## Brief
Switch "retaining wall" to "boundary wall" in the lines that run from the one containing "Can you see the clipped" through the end of the records. Give those lines again with nothing else changed.

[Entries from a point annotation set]
________________________

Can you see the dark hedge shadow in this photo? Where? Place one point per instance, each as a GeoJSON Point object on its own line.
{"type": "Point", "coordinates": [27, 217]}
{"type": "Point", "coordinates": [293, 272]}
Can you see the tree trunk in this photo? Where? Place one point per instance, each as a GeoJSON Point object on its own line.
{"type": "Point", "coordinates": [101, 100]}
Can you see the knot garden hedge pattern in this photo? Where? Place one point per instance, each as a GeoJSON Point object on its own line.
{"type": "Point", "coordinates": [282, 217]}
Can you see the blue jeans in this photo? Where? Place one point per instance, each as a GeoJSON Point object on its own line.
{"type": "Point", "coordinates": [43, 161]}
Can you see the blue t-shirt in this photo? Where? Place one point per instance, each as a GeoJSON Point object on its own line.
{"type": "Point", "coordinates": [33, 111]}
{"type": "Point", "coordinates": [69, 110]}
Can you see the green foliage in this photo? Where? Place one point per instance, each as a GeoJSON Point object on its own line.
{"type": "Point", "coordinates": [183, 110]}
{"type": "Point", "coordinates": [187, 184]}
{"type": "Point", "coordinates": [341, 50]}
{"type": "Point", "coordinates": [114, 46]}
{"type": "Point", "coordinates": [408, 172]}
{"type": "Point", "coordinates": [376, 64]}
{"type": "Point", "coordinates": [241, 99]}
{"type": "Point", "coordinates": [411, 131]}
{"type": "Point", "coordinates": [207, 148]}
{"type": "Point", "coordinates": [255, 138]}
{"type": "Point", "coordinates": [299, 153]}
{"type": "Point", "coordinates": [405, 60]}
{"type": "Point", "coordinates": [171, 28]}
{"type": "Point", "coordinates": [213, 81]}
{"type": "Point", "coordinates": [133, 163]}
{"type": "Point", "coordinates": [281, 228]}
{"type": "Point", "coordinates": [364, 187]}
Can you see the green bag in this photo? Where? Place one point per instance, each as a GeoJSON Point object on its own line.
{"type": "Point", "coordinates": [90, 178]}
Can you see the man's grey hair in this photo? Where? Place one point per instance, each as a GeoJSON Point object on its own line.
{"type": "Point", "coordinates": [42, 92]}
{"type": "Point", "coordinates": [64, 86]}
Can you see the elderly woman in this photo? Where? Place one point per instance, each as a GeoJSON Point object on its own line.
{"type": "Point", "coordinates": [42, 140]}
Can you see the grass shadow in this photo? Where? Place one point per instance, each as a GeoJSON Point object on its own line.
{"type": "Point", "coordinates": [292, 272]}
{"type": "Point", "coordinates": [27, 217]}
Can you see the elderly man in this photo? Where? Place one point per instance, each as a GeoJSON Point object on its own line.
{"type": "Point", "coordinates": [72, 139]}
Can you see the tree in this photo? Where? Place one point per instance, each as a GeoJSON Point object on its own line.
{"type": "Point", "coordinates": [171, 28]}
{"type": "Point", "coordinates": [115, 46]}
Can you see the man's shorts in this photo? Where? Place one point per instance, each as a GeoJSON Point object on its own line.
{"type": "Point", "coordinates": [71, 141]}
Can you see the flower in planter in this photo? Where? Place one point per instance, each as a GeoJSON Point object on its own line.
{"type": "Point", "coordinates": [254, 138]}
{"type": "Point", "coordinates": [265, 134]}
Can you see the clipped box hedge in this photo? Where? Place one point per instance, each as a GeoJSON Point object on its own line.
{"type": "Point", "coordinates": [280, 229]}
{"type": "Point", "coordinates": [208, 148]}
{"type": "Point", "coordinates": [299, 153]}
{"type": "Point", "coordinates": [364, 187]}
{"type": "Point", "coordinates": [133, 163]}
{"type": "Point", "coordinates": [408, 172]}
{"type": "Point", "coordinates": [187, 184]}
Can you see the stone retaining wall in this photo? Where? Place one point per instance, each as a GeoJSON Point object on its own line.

________________________

## Solution to the exercise
Can you see the clipped box hedge in this photo? Where? Place one point per instance, each as a GeoJSON Point object on its own line.
{"type": "Point", "coordinates": [280, 229]}
{"type": "Point", "coordinates": [208, 148]}
{"type": "Point", "coordinates": [299, 153]}
{"type": "Point", "coordinates": [364, 187]}
{"type": "Point", "coordinates": [133, 163]}
{"type": "Point", "coordinates": [408, 172]}
{"type": "Point", "coordinates": [187, 184]}
Can you see the stone boundary wall in this photo? Where? Place one point per instance, each as a GeoJSON Point object on its own line.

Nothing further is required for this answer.